**Source passage:**
# Aura Paint Review (Matte Finish)



## DeanV

I tried Benjamin Moore Aura paint for the first time this week. Here is a quick review:

Color: Aura was matched to Sw 6314 luxurious red, a deep red with a little purple to it.

Substrate: Existing wall color was approximately BM Linen White. There was substantial patching with Ready patch.

Application: 1/2" Wooster Supper-DooZ roller cover, Corona Excalibur cut-in brush. Walls were cut-in and allowed to dry before walls were rolled.

Priming: Ready patch was not primed prior to painting with Aura.

Coats: To look perfectly covered, it needed three coats of paint. With 2 coats, it was approximately 95% covered.

Recoat Time: about 1 hour (house temperature was in the mid-60's)

Final Appearance: Very even sheen. There sheen was completely even, even when looking down a wall towards a window. There was no hatbanding or uneven sheen even when the cut-in was allowed to dry completely. There was no flashing of Ready patch.

Touch-up: I have not needed to touch-up yet, so we will see, but given how it looked with allowing the cut-in to dry completely and then roll, I would guess that touch-up should be good.

Working with it: I was worried that the paint might dry too fast in the cut bucket or in the tray causing problems with the tray ramp peeling or chunks in the paint. There was no problem at all, I purposely had less paint in the cut bucket than normal and left the brush in it all day to see if it would cause problems and it did not. I did have ideal painting temperatures in the mid to upper 60's though, so in hot summer weather that may change.

Clean-up: Cleaned up fast and easy with regular water.

Comments: I was quite impressed with the paint. It was very low spatter when rolling, as low as any paint I have ever used. It makes getting good results with colors too easy. No need to wait for the final coat to get an even finish (I usually like to wait over night to do the final coat on deep-red walls with regular paint (Graham or other Benjamin Moore paints). I was hoping for complete coverage in two coats, but they do say that a few colors will take 3 coats or need their foundation color primer. I was surprised to see calcium carbonate as an ingredient on the can and some propylene glycol, since I thought of the carbonate as a lower quality filler and since the tints do not have glycol and it is being marketed as a "green" paint, I thought all glycols would be gone.


----------



## slickshift

Thanks for the great review
This is really helpful


----------



## painterofeveryt

dean in your opinion,how does it compare to grahams ceramic flat ?


----------



## MakDeco

My question then is as since you needed still three coats is it worth the extra money???


----------



## DeanV

Jeff, compared to graham ceramic flat, it spatter less and it had a much more uniform sheen in the deep red color. You know that slight uneven look the reds have as you look towards a window? I have not had time to due scrub tests or adhesion tests. I will be interested to see if it sticks as well has Graham's (that stuff has excellent adhesion). 

MakDeco, with other paints, I could have done it also in three coats (one of red base primer, 2 coats finish) but I would not have done two finish coats of a deep red in 4 hours. I think the dry time allowing for quick recoats of the deep colors is a definite plus that makes it good for these colors at the price (46.99 contractor/gal).

**Dataset entries:**
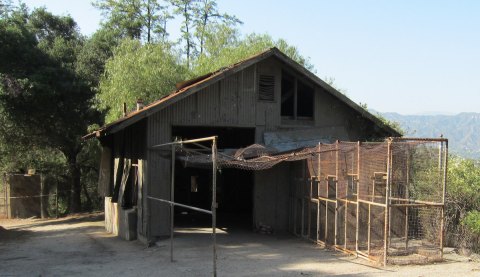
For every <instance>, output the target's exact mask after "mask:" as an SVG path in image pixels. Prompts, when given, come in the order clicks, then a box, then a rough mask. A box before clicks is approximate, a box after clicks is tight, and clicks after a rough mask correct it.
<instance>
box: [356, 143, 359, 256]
mask: <svg viewBox="0 0 480 277" xmlns="http://www.w3.org/2000/svg"><path fill="white" fill-rule="evenodd" d="M359 198H360V142H357V198H356V201H357V214H356V228H355V229H356V230H355V250H356V251H357V252H358V250H359V249H358V240H359V230H358V228H359V226H360V203H359V202H358V199H359ZM357 256H358V254H357Z"/></svg>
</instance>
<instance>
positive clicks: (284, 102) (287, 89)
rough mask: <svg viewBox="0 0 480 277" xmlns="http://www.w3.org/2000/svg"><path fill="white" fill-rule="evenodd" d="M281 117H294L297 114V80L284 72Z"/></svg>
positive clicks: (282, 90)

**Work request:**
Reproduce the portion of the paint review thread starting at "Clean-up: Cleaned up" and ending at "would be gone.". These entries were taken from a separate source.

**Solution for this task:**
Clean-up: Cleaned up fast and easy with regular water.

Comments: I was quite impressed with the paint. It was very low spatter when rolling, as low as any paint I have ever used. It makes getting good results with colors too easy. No need to wait for the final coat to get an even finish (I usually like to wait over night to do the final coat on deep-red walls with regular paint (Graham or other Benjamin Moore paints). I was hoping for complete coverage in two coats, but they do say that a few colors will take 3 coats or need their foundation color primer. I was surprised to see calcium carbonate as an ingredient on the can and some propylene glycol, since I thought of the carbonate as a lower quality filler and since the tints do not have glycol and it is being marketed as a "green" paint, I thought all glycols would be gone.